Directions
Omit the pictures, please, and give each record below again exactly.

Excerpts of pointing data
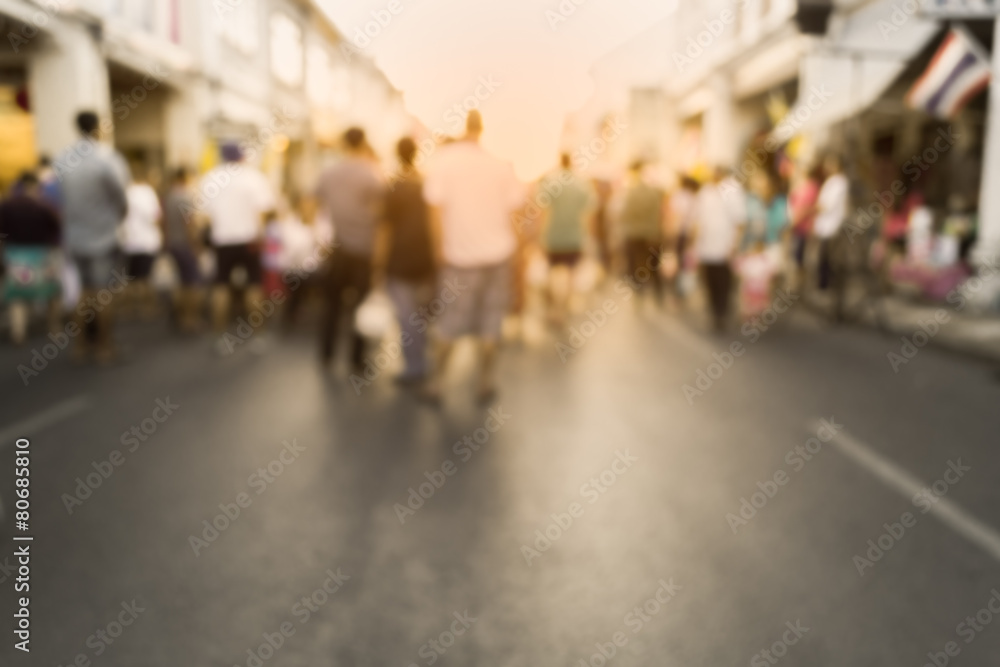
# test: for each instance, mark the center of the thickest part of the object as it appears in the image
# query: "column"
(719, 124)
(66, 75)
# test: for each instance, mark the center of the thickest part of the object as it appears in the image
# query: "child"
(756, 269)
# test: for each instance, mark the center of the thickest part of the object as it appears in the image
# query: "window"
(319, 76)
(239, 25)
(286, 49)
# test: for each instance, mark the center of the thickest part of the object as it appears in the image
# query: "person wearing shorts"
(93, 179)
(238, 198)
(473, 195)
(31, 234)
(564, 234)
(142, 239)
(180, 228)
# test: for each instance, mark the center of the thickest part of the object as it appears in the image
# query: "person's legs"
(494, 302)
(332, 296)
(405, 297)
(17, 312)
(457, 319)
(716, 284)
(98, 284)
(654, 248)
(559, 289)
(221, 291)
(359, 280)
(825, 264)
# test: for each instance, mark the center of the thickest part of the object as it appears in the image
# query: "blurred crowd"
(449, 248)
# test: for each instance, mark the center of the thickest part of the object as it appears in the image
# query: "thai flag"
(957, 73)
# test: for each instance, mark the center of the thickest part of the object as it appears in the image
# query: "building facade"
(172, 79)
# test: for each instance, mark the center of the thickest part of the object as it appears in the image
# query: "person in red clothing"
(31, 232)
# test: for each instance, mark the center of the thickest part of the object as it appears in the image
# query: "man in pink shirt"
(472, 195)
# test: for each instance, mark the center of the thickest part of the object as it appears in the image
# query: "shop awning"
(856, 63)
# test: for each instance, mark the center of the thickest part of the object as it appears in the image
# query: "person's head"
(231, 152)
(140, 171)
(406, 149)
(473, 125)
(88, 124)
(27, 184)
(180, 177)
(354, 141)
(832, 164)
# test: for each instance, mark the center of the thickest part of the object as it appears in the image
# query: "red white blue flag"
(958, 72)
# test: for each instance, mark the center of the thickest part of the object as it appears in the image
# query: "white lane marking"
(683, 335)
(50, 416)
(948, 512)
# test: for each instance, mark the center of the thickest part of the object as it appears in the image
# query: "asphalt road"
(634, 485)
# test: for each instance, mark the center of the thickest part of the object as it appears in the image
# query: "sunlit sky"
(437, 52)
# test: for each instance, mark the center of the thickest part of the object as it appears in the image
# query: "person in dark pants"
(31, 232)
(642, 226)
(409, 262)
(181, 236)
(715, 238)
(350, 193)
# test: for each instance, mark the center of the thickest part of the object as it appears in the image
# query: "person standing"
(716, 234)
(238, 198)
(30, 231)
(181, 227)
(680, 227)
(409, 261)
(802, 204)
(350, 194)
(141, 239)
(93, 179)
(831, 212)
(642, 226)
(474, 195)
(564, 235)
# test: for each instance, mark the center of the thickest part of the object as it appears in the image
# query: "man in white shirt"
(473, 195)
(718, 228)
(831, 213)
(237, 199)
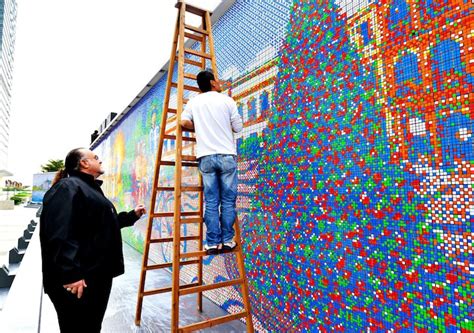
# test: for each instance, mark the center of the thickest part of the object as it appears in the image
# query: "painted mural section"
(356, 164)
(41, 183)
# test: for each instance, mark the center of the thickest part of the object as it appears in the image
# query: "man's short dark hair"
(204, 79)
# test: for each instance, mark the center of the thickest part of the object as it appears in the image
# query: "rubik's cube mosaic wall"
(356, 164)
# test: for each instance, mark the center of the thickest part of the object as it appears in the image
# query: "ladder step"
(193, 254)
(196, 29)
(192, 9)
(172, 163)
(212, 322)
(184, 138)
(192, 188)
(171, 214)
(194, 36)
(167, 289)
(170, 239)
(183, 188)
(192, 290)
(203, 253)
(190, 76)
(192, 220)
(170, 264)
(186, 87)
(189, 158)
(198, 53)
(192, 62)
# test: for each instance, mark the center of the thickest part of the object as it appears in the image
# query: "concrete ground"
(156, 312)
(120, 315)
(12, 224)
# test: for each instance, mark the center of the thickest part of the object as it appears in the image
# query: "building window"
(264, 104)
(252, 109)
(399, 13)
(407, 74)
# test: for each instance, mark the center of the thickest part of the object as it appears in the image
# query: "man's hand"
(140, 210)
(76, 287)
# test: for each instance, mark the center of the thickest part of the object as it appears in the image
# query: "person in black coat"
(81, 244)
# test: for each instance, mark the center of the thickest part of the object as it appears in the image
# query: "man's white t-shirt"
(216, 118)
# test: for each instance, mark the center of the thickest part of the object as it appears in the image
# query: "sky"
(75, 62)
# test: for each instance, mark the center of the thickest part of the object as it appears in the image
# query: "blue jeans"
(219, 177)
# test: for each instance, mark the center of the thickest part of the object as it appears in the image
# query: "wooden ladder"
(171, 130)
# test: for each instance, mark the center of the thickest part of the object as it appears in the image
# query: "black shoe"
(229, 246)
(212, 249)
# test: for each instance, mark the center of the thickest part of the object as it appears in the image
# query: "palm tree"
(52, 165)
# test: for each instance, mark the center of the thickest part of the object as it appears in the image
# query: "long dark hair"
(70, 163)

Solution to this exercise
# test: for each instance, mark the center of the thickest part of the object as it appears in the image
# query: "column"
(719, 124)
(66, 75)
# test: for each instance, mark the center of the thickest part of the object as it appears in the image
# query: "child"
(756, 269)
# test: for each instance, mark the center of the thickest part of the object as it appears in the image
# query: "window"
(319, 76)
(239, 25)
(286, 49)
# test: for each instance, mark the center of the thickest part of the object as it appears in the image
# query: "person wearing shorts"
(93, 179)
(238, 198)
(473, 195)
(31, 234)
(564, 234)
(142, 239)
(180, 228)
# test: for each instance, mark the center of the thickest part of the object as it appears in the image
# query: "person's legs"
(494, 302)
(332, 296)
(405, 297)
(17, 312)
(457, 319)
(716, 284)
(98, 284)
(654, 248)
(559, 289)
(221, 291)
(359, 280)
(825, 264)
# test: for each instance, mark the center of the thickest part of the object as it appears in the image
# query: "blurred crowd"
(449, 248)
# test: for each instance, mark the center of the thickest part of the object as it appears in the image
# query: "thai flag"
(957, 73)
# test: for each instance, mark the center of the thickest part of the object as it appears in the image
# query: "building facade"
(172, 79)
# test: for each instance, mark the center of the thickest part of the object as it appears in the image
# query: "person in red clothing"
(31, 232)
# test: for each instance, mark the center of the thickest part of the object as it appears in the image
# query: "man in pink shirt"
(472, 195)
# test: for each instance, mark the center of the thickest part of the object as it appears in the image
# query: "shop awning"
(856, 63)
# test: for each instance, mark the center of the thickest part of the object as it appears in the image
# query: "person's head"
(231, 152)
(140, 171)
(406, 149)
(473, 125)
(88, 124)
(27, 184)
(180, 177)
(354, 141)
(832, 164)
# test: for each instance, mark the center of the thickest part of the object as it appears in the image
# query: "red white blue flag"
(958, 72)
# test: for each instance, mark the center of the thickest part of the object as it appears in the image
# query: "white lane marking"
(683, 335)
(50, 416)
(948, 512)
# test: for each instance, mark the center of the thickest part of the object as it appears in the image
# query: "asphalt road"
(634, 485)
# test: for each instance, mark the center of the thickest part of the object as it appears in the image
# query: "sunlit sky"
(437, 52)
# test: for each instance, mark the center of the thickest part of the object as it appears in the image
# query: "person in dark pants"
(31, 232)
(642, 226)
(409, 262)
(181, 236)
(715, 238)
(350, 193)
# test: for each instance, mark the center of the thickest part of the object as it appears in the image
# query: "person standing"
(716, 234)
(238, 198)
(30, 231)
(181, 227)
(680, 227)
(409, 261)
(802, 204)
(350, 194)
(141, 239)
(93, 179)
(831, 212)
(642, 226)
(474, 195)
(564, 235)
# test: for each instance, mark the center of the thickest part of the object as it appears in the image
# query: "man in white shirt"
(473, 195)
(718, 228)
(831, 213)
(237, 199)
# test: for each instance, mark the center of the thickest part of the object as it appears in the image
# query: "painted mural section"
(356, 164)
(41, 183)
# test: for each instance, mark the center of the thickest part of the object as it appears in the image
# query: "man's short dark hair"
(204, 79)
# test: for each instance, mark the center of the thickest part of the object as it appears in the image
# query: "rubik's cube mosaic wall"
(356, 164)
# test: for each instance, mark the center of the thickest part of the object as it appears in the image
# query: "ladder step"
(193, 254)
(196, 29)
(192, 9)
(172, 163)
(212, 322)
(184, 138)
(192, 188)
(171, 214)
(194, 36)
(167, 289)
(170, 239)
(183, 188)
(192, 290)
(203, 253)
(190, 76)
(192, 220)
(170, 264)
(186, 87)
(189, 158)
(198, 53)
(192, 62)
# test: for each instance, mark the center of the thickest part of the object as it appears in the image
# query: "concrete ground"
(156, 312)
(120, 315)
(12, 224)
# test: for each instance, mark the center of the thickest part of the object as it appears in the image
# query: "building window"
(264, 104)
(252, 109)
(399, 13)
(407, 74)
# test: for each instance, mark the center of the thickest part of the object as it appears in the image
# query: "man's hand"
(140, 210)
(76, 287)
# test: for each instance, mark the center of the thickest part of the object as it appears in the image
# query: "person in black coat"
(81, 244)
# test: for each instance, mark the center of the thickest part of the object as it appears in the image
# query: "man's white t-shirt"
(216, 118)
# test: for each instance, mark the center of the thickest part of the object as it appears in the image
# query: "sky"
(75, 62)
# test: for each instance, mark the center of the thickest part of the object as it appears in the image
# query: "blue jeans"
(219, 177)
# test: for each instance, mark the center of the thickest part of the object as it appears in the image
# query: "wooden ladder"
(171, 130)
# test: for each instance, mark the center of the thickest part of the object as it appears in the image
# query: "black shoe"
(229, 246)
(212, 249)
# test: for each instance, mark the center of the thickest part of the object as it appears in the image
# query: "palm tree"
(52, 165)
# test: for each instance, mark the center of the thickest part of the object as it appears in the image
# query: "long dark hair"
(70, 163)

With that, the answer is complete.